▶ [Document text]
★ ★ ★ ★

FAST-LIVO2 on Resource-Constrained Platforms: LiDAR-Inertial-Visual Odometry with Efficient Memory and Computation
Bingyang Zhou, Chunran Zheng, Ziming Wang, Fangcheng Zhu, Yixi Cai, Fu Zhang
TL;DR
This work tackles the challenge of running LiDAR-inertial-visual odometry (LIVO) on resource-constrained platforms by introducing a degeneration-aware adaptive visual frame selector integrated into the error-state iterated Kalman filter (ESIKF) and a memory-efficient hybrid map that couples a compact local map with a long-term visual map. The LiDAR degeneration evaluation uses normalized singular values from a plane-based residual model to detect degeneracy, which drives adaptive image selection and reduces computational load while preserving robustness. A unified map structure with a hash-based root voxel and an octree-based local map, complemented by a long-term visual map, yields substantial memory savings without sacrificing accuracy. Extensive experiments on Hilti public datasets and challenging private sequences demonstrate significant improvements in computation efficiency (up to ~33% per-frame runtime reduction) and memory usage (up to ~47% reduction) with only modest declines in RMSE, and real-time performance on a low-cost ARM platform, validating scalable edge deployments for LIVO.

★ ★ ★ ★

▶ [Supplied data]

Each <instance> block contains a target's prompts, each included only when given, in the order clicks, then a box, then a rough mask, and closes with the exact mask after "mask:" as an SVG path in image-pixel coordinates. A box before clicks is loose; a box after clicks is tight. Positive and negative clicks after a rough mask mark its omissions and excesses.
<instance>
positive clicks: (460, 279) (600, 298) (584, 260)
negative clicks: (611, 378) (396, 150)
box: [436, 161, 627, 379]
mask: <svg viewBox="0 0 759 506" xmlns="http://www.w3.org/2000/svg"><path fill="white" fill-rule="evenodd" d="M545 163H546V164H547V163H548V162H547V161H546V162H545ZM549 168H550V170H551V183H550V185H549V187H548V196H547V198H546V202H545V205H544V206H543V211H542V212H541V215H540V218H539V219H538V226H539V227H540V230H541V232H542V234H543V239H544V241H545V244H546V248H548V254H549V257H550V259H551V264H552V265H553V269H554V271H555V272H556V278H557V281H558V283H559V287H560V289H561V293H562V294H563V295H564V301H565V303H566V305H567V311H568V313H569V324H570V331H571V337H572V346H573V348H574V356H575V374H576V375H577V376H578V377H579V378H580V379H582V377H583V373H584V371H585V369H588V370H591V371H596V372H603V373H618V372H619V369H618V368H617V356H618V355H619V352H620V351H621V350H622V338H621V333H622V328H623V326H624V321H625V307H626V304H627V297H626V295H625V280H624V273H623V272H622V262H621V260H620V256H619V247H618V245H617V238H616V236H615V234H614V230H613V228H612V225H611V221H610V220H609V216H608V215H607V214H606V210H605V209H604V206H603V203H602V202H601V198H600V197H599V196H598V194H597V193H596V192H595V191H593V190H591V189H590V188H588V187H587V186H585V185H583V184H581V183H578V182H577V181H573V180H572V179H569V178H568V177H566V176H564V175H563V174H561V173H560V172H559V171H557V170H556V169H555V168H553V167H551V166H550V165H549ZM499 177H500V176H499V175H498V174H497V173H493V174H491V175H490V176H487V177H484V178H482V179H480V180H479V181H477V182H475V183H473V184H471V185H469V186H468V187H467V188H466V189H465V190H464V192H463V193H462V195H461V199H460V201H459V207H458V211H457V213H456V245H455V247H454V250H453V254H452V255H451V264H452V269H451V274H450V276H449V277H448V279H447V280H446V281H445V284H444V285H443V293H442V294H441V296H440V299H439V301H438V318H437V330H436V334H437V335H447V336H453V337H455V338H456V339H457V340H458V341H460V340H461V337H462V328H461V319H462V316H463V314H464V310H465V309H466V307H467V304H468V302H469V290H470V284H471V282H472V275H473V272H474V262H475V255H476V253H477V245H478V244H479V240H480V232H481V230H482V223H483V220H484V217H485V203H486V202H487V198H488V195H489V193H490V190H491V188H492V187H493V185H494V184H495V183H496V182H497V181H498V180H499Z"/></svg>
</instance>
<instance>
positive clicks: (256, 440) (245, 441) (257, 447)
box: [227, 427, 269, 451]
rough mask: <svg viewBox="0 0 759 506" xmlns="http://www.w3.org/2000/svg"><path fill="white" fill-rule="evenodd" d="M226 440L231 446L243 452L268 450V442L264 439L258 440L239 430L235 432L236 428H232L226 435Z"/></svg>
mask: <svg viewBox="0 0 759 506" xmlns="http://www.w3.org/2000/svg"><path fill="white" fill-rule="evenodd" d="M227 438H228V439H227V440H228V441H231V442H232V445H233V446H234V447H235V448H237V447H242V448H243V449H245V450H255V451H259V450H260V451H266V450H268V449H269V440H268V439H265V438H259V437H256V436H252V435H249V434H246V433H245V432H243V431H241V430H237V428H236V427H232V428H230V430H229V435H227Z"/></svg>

★ ★ ★ ★

▶ [Exercise goal] According to the FAST-LIVO2 summary, what is the largest reduction in memory usage reported in the experiments? The rows are separate material with no link to the FAST-LIVO2 summary.

▶ [Result for this exercise] Up to about 47%.